GIVEN DATA >>
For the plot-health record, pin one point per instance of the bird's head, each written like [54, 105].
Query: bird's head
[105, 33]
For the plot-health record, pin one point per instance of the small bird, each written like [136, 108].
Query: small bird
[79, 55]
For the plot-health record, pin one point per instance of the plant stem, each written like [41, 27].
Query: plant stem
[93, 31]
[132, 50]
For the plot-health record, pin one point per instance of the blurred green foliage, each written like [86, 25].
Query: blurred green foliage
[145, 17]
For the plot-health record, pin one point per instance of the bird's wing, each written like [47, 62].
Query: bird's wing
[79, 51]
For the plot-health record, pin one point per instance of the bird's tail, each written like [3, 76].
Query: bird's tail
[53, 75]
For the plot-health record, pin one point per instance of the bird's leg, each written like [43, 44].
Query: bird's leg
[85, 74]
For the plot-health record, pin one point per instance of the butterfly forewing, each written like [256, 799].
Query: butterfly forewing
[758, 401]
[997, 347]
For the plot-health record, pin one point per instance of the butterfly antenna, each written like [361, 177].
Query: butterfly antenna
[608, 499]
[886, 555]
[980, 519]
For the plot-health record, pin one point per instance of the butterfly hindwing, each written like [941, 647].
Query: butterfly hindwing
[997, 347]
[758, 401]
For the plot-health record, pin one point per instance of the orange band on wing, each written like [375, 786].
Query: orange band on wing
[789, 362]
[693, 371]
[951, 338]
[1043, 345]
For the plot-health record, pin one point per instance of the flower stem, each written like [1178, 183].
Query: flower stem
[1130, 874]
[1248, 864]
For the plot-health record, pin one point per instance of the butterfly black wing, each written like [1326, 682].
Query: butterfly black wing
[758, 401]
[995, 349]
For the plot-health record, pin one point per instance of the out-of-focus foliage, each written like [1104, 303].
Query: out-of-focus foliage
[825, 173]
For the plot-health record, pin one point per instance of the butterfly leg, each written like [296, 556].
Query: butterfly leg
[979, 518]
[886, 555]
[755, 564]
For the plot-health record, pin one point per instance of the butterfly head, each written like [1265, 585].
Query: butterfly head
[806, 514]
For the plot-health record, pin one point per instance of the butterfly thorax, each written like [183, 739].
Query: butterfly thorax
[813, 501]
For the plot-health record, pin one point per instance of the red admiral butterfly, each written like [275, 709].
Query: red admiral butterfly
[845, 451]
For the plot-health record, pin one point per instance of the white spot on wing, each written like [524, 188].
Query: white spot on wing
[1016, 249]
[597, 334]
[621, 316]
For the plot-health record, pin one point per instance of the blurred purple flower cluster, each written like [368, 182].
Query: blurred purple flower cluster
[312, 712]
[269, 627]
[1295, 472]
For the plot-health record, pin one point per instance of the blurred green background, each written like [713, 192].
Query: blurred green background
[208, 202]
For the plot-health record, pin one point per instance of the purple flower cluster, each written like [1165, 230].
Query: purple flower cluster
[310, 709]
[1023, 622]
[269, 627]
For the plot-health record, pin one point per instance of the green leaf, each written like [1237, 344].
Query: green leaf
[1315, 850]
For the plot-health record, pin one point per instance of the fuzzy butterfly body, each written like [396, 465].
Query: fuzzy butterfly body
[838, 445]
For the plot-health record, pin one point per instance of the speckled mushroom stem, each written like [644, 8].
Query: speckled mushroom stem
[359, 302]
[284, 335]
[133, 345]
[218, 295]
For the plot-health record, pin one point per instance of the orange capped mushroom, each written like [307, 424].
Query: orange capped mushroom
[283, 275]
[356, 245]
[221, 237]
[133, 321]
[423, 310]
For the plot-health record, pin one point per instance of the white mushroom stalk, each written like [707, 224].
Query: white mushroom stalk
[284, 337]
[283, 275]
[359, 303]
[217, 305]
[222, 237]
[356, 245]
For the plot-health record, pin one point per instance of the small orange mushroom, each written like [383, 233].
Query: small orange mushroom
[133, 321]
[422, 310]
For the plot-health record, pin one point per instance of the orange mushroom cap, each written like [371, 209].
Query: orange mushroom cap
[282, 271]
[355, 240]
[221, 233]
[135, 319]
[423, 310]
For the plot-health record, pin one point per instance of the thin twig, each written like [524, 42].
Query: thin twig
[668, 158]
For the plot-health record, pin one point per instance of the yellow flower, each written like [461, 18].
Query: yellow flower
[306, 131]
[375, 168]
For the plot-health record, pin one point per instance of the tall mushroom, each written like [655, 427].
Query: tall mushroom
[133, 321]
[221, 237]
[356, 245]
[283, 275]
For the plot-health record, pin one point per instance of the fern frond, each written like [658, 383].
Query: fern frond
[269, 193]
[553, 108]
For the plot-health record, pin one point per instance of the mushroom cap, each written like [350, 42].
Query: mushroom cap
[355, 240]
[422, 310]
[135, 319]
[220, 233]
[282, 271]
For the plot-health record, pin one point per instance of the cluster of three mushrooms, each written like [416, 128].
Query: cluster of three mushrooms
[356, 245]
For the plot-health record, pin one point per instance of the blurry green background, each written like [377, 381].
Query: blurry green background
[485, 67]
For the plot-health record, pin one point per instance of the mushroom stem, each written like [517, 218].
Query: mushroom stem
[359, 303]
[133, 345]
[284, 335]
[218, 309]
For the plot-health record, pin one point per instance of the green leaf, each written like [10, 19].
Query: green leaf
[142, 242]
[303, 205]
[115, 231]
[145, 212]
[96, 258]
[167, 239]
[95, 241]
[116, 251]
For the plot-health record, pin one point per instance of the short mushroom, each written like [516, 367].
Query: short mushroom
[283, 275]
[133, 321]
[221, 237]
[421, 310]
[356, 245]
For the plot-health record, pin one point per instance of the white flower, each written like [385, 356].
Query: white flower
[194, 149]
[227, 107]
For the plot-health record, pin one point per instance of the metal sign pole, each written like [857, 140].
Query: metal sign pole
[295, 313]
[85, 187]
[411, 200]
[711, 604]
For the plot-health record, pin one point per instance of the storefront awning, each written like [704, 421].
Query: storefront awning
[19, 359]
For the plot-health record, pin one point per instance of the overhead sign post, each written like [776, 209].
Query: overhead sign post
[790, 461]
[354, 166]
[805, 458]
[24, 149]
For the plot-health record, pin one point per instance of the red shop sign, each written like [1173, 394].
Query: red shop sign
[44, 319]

REQUIRED WORK >> The records above are to be copied in full, exactly as written.

SOLUTION FOR THIS PROBLEM >>
For the plot-health record, pin one point per instance of the bird's head, each written like [54, 105].
Query: bird's head
[105, 33]
For the plot-health record, pin one point per instance of the small bird, each written like [136, 108].
Query: small bird
[79, 55]
For the plot-health record, pin one point per instance of the plant stem, each written like [41, 27].
Query: plant stem
[93, 31]
[132, 50]
For the plot-health record, pin one point per instance of the blurred green foliage, each written like [86, 25].
Query: blurred green foliage
[145, 17]
For the plot-health record, pin one point per instance of the bird's wing, each written like [47, 62].
Query: bird's wing
[79, 51]
For the plot-health record, pin one point per instance of the bird's tail, each written like [3, 76].
Query: bird's tail
[53, 75]
For the plot-health record, pin one point per instance of the bird's leg, each written like [43, 44].
Query: bird's leg
[85, 74]
For the plot-health record, pin one point per instance of the butterfly forewing, each written like [256, 799].
Query: butterfly forewing
[758, 401]
[997, 347]
For the plot-health record, pin one point per instance of the butterfly antenna, each written like [361, 177].
Query: butterfly antenna
[608, 499]
[886, 555]
[980, 519]
For the plot-health record, pin one point per instance of the butterfly hindwing, each written like [941, 647].
Query: butterfly hindwing
[997, 347]
[758, 401]
For the plot-health record, pin one point per instance of the orange band on wing, each written like [375, 786].
Query: orange band on wing
[789, 362]
[693, 371]
[951, 338]
[1043, 345]
For the plot-health record, pin one point per instance of the flower stem, each written like [1178, 183].
Query: flower stem
[1130, 874]
[1248, 864]
For the plot-health record, pin one point per instance of the butterfly black wing, each written like [1326, 682].
Query: butterfly black wing
[758, 401]
[995, 349]
For the plot-health record, pin one point per instance of the out-of-focus foliage, each written like [1104, 303].
Query: out-of-focus foliage
[825, 173]
For the plot-health record, pin one point per instance of the butterfly leg, each written like [296, 556].
Query: butterfly leg
[979, 518]
[886, 555]
[755, 564]
For the plot-health record, pin one point per instance of the butterfly head, each written like [1265, 585].
Query: butterfly head
[806, 514]
For the plot-health record, pin one point per instance of the butterfly thorax, each written like [183, 739].
Query: butterfly thorax
[813, 501]
For the plot-health record, pin one point per instance of the red admiral butterfly, each written like [275, 709].
Query: red admiral butterfly
[845, 451]
For the plot-health record, pin one point per instance of the white spot on wing, each written like [524, 188].
Query: white spot on wing
[1016, 249]
[597, 334]
[621, 316]
For the plot-health record, pin one point per instance of the blurred purple flower cluster, each written like [368, 182].
Query: blurred purple flower cluster
[312, 712]
[269, 627]
[1295, 472]
For the plot-health record, pin one point per instance of the blurred green background, each written like [713, 192].
Query: blurred green background
[208, 202]
For the plot-health record, pin one point per instance of the purple flower cluster, each written like [1165, 230].
Query: purple flower cluster
[310, 709]
[1023, 622]
[269, 627]
For the plot-health record, pin one point per instance of the green leaf, each written like [1237, 344].
Query: green leaf
[1315, 850]
For the plot-health record, pin one point per instance of the fuzzy butterfly body, each written like [396, 465].
Query: fuzzy butterfly body
[838, 445]
For the plot-health record, pin one point per instance of the speckled mushroom stem, each written like [644, 8].
Query: speckled mushroom stem
[359, 302]
[284, 335]
[133, 345]
[218, 295]
For the plot-health record, pin one point per instance of the orange capped mushroom, each written like [307, 424].
Query: orange capped mushroom
[283, 275]
[356, 245]
[221, 237]
[133, 321]
[423, 310]
For the plot-health record, pin one point per instance of the white mushroom stalk, each written like [707, 224].
Query: white mushroom stalk
[284, 337]
[283, 275]
[359, 303]
[217, 305]
[222, 237]
[356, 245]
For the plot-health record, pin one point per instance of the small orange mushroom, each written like [383, 233].
Query: small orange mushroom
[133, 321]
[422, 310]
For the plot-health record, pin one point per instance of the orange mushroom cap, each written like [371, 209].
Query: orange mushroom cap
[282, 271]
[355, 240]
[221, 233]
[135, 319]
[423, 310]
For the plot-health record, pin one point per instance of the thin twig, each written like [524, 42].
Query: thin twig
[668, 158]
For the plot-health record, pin one point per instance of the yellow flower, each written like [461, 18].
Query: yellow flower
[306, 131]
[375, 168]
For the plot-health record, pin one point per instance of the tall mushroom, each written like [655, 427].
Query: tall mushroom
[133, 321]
[221, 237]
[356, 245]
[283, 275]
For the plot-health record, pin one point per instance of the fern frond, each written like [658, 383].
Query: fern frond
[269, 193]
[553, 108]
For the plot-health record, pin one point per instance of the mushroom cap, each written like [350, 42].
Query: mushroom cap
[355, 240]
[422, 310]
[135, 319]
[220, 233]
[282, 271]
For the plot-health record, pin one point per instance of the cluster of three mushrooms, each written like [416, 128].
Query: cluster of three mushrooms
[356, 245]
For the plot-health record, pin one point per instance of the blurry green background, each written like [377, 381].
Query: blurry green background
[485, 67]
For the plot-health record, pin one point per instance of the mushroom stem, each written like [517, 218].
Query: mushroom stem
[359, 303]
[133, 345]
[284, 335]
[218, 309]
For the plot-health record, pin one point per instance of the green leaf, each written like [10, 19].
Query: green leaf
[142, 242]
[303, 205]
[115, 231]
[145, 212]
[96, 258]
[167, 239]
[95, 241]
[116, 251]
For the plot-health record, pin one point per instance of the short mushroom, each written like [516, 367].
Query: short mushroom
[283, 275]
[133, 321]
[221, 237]
[421, 310]
[356, 245]
For the plot-health record, pin one point per instance of the white flower, each written like [385, 356].
Query: white flower
[194, 149]
[227, 107]
For the plot-health record, pin one point per instance of the metal sign pole, each written like [857, 140].
Query: metal sign pole
[295, 313]
[85, 187]
[411, 200]
[711, 604]
For the plot-health record, pin one point per instance of the storefront awning, each written like [704, 421].
Query: storefront awning
[19, 359]
For the plot-health record, pin one point per instance of the overhead sign post, each written like [776, 209].
Query: overhead sign post
[790, 461]
[354, 166]
[805, 458]
[24, 149]
For the plot-health record, pin one point per instance of the red shop sign, each written like [1173, 394].
Query: red shop sign
[44, 319]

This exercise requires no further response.